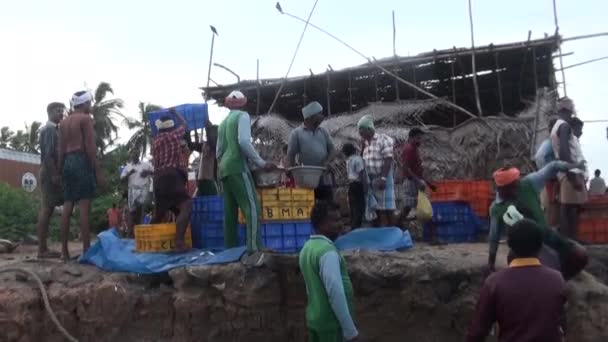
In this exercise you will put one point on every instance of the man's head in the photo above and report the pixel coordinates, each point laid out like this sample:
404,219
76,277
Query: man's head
55,111
82,101
507,180
577,126
349,149
235,100
525,239
415,136
366,127
325,218
134,156
313,115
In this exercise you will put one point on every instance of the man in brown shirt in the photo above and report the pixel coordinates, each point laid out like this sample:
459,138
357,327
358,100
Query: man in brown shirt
527,299
80,168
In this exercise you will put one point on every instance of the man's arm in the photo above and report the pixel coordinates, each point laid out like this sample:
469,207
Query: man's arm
564,132
244,138
496,228
542,176
332,280
484,316
387,154
293,148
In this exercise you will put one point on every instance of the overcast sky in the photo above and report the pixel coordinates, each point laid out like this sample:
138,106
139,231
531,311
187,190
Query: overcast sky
158,51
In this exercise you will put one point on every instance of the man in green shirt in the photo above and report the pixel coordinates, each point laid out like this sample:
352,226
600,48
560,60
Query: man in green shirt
328,286
235,154
523,194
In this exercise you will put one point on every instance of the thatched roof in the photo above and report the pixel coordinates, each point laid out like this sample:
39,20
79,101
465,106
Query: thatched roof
471,150
507,74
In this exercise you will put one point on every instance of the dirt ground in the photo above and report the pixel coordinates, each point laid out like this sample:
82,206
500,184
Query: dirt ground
422,294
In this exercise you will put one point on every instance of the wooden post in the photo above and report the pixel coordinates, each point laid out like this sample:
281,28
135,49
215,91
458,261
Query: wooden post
328,93
350,93
534,70
475,85
257,87
376,86
497,71
453,91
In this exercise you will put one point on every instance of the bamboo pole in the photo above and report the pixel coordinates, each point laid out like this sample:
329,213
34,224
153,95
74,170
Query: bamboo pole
534,70
375,63
559,44
475,84
350,93
497,70
328,93
257,86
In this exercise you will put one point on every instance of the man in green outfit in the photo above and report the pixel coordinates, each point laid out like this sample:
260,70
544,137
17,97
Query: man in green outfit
328,286
523,194
234,154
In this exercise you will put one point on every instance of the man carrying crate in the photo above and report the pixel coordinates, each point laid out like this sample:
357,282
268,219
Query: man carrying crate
235,154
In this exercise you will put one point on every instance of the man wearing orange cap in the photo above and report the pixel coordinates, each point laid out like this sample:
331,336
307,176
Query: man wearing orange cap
523,193
235,155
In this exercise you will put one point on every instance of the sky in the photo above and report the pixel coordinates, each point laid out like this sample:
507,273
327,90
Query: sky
158,51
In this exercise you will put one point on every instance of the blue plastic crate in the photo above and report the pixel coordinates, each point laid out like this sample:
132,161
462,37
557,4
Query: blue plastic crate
195,114
456,222
208,209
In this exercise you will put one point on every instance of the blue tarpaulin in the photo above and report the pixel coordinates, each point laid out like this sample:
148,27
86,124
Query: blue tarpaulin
113,254
195,114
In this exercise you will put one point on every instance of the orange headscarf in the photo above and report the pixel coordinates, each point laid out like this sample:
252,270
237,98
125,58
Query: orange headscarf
505,176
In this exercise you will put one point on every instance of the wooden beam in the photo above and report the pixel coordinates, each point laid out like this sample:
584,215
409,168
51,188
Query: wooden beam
499,81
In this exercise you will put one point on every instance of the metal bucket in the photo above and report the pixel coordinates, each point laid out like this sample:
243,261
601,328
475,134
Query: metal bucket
307,176
267,179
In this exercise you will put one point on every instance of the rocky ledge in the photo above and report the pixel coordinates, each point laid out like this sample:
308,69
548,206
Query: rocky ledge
424,294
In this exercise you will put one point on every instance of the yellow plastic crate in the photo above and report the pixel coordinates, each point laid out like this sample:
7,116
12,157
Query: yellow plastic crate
158,238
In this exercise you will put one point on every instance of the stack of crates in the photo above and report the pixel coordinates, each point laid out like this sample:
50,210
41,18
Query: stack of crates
454,221
207,223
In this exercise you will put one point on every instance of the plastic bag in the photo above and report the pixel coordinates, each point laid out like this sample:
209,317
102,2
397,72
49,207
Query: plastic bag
424,210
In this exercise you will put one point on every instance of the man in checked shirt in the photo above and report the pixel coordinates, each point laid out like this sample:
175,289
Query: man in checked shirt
170,177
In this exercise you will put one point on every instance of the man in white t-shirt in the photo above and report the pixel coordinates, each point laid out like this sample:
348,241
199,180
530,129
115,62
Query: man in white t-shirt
137,175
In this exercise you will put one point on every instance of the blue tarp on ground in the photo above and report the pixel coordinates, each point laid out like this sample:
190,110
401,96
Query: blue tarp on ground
113,254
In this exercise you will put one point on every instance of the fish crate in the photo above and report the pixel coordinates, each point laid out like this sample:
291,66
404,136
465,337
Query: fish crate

About this task. In the answer, the data should reappear exactly, with no pictures.

Completed task.
In this exercise you will put one point on every instance of the man's head in the photo above and report the pixel coordinates, each point laid out like this sample:
404,219
76,277
Query: man's head
55,111
82,101
507,180
577,126
349,149
235,100
525,239
415,136
366,127
325,218
134,156
313,115
In this exercise you will put one point on every instance of the man in brown shirt in the photo above and report the pixel coordinates, each point laid out like this sample:
459,138
357,327
358,100
Query: man in brown shirt
527,299
80,168
In this exercise you will put one point on every instance of the man's arm in the photo above and report the pixel coordinates, each point laid out like this sample:
469,207
Query: man's arm
564,132
244,138
496,228
542,176
332,280
484,316
387,154
293,148
In this exercise you will put one point on every instance of the overcast sky in the photo above and report the pixel coordinates, each point laid out like this sample:
138,106
139,231
531,311
187,190
Query: overcast sky
158,51
In this exercise you will put one point on every instance of the man in green shirt in the photo above and report the pixel coordinates, each point laid out like this sample:
352,226
600,48
560,60
Query: man in green shirt
328,286
235,154
523,194
In this exercise you will put one point on every instance of the thatched roof in the photo above and report the pixel coordinates, each point laid out like this sample:
39,20
79,101
465,106
Query: thatched roof
471,150
507,74
In this exercise you will put one point on every instance of the dirt ground in the photo above and report the pixel coordinates, each point laid out like this sample:
82,206
500,184
Query: dirt ground
422,294
In this exercise you will put one point on every instance of the wooden post in the photo above and report the pixel coordinates, each point laid out like this sample:
281,28
135,49
215,91
458,261
Query: wooden post
328,93
350,93
534,70
475,85
257,87
376,86
497,71
453,91
In this exercise you will put one point on every instance of the bamboo pole in the photo above and report the pixel coordinates, each point laid out like this sample:
329,213
34,224
153,95
74,170
Query: bamboo pole
534,70
375,63
559,44
475,84
350,93
497,70
328,93
257,86
In this exercise you will put one point on every instance of the man in green outfit in the photo above and report the pixel coordinates, each point laid out like this sample:
260,70
544,137
17,97
Query: man in green outfit
328,286
523,194
234,154
In this exercise you will put one point on every instance of the man carrying crate in the photo above and report the pixel coordinates, each point laid out like this sample:
357,282
268,219
Query: man carrying crate
235,154
In this exercise you will put one point on every instance of the man wearing orange cap in the photo above and report the pixel coordinates, each point laid out like this sample:
331,336
307,176
Query: man wearing orange cap
523,193
235,155
In this exercise you will put one point on every instance of the sky in the photo above and report the pixel coordinates, each point laid out like this sample:
507,273
327,90
Query: sky
158,51
In this exercise you will put one point on every instance of the blue plastic crate in the photo above and report the pixel coordinates, each point laid out like this sample:
132,161
462,37
557,4
Query: blue plastic crate
195,114
456,222
208,209
In this exercise you will put one point on every instance of the blue tarpaulin in the photo above and report the pixel coordinates, each point laid out like this sample:
148,27
86,124
Query: blue tarpaulin
113,254
195,114
In this exercise you will put one point on every instance of the orange headscarf in the photo above and report the pixel coordinates, each point laid out like this sample:
252,270
237,98
125,58
Query: orange headscarf
505,176
In this exercise you will put one point on every instance of the wooden beam in the photo above and report the pixel coordinates, each point laid out like this sample:
584,215
409,168
51,188
Query: wooden beam
499,81
In this exercise you will put one point on every instance of the metal bucket in the photo above and report the pixel coordinates, each point laid out like this sample:
243,261
601,328
475,134
Query: metal bucket
307,176
267,179
In this exercise you will put one point on every instance of the rocky ledge in the photo above and report the pixel coordinates, each point laid out like this sample:
308,69
548,206
Query: rocky ledge
424,294
In this exercise you will put one point on every instance of the yellow plastic crate in the photo above and report the pixel coordinates, each point laid out like this sample:
7,116
12,157
Query: yellow plastic crate
158,238
In this exercise you will put one point on every instance of the stack of crates in the photo above and report the pixel coordinates, each point laid out like this sample:
50,210
41,18
Query: stack of crates
454,221
207,223
In this exercise you will put one point on every instance of the plastic bag in the photo above and report the pixel coordinates, each point laid out like this sample:
209,317
102,2
397,72
49,207
Query: plastic bag
424,210
In this exercise you will put one point on every instance of the man in checked shirt in the photo above and report the pixel coordinates, each point laid out like this sample:
175,289
Query: man in checked shirt
170,177
In this exercise you will put one point on every instance of the man in white t-shirt in the photo above and report the pixel coordinates, each point laid out like this sample:
348,241
199,180
530,129
115,62
Query: man in white t-shirt
137,175
In this exercise you will put one point on every instance of the blue tarp on ground in the photo above and report the pixel coordinates, each point laid out like this sample:
190,110
401,96
Query: blue tarp on ground
113,254
In this exercise you will put one point on every instance of the fish crate in the photo above and report the pixel coordinates, each point laid out like this sample:
291,66
404,136
465,337
Query: fish crate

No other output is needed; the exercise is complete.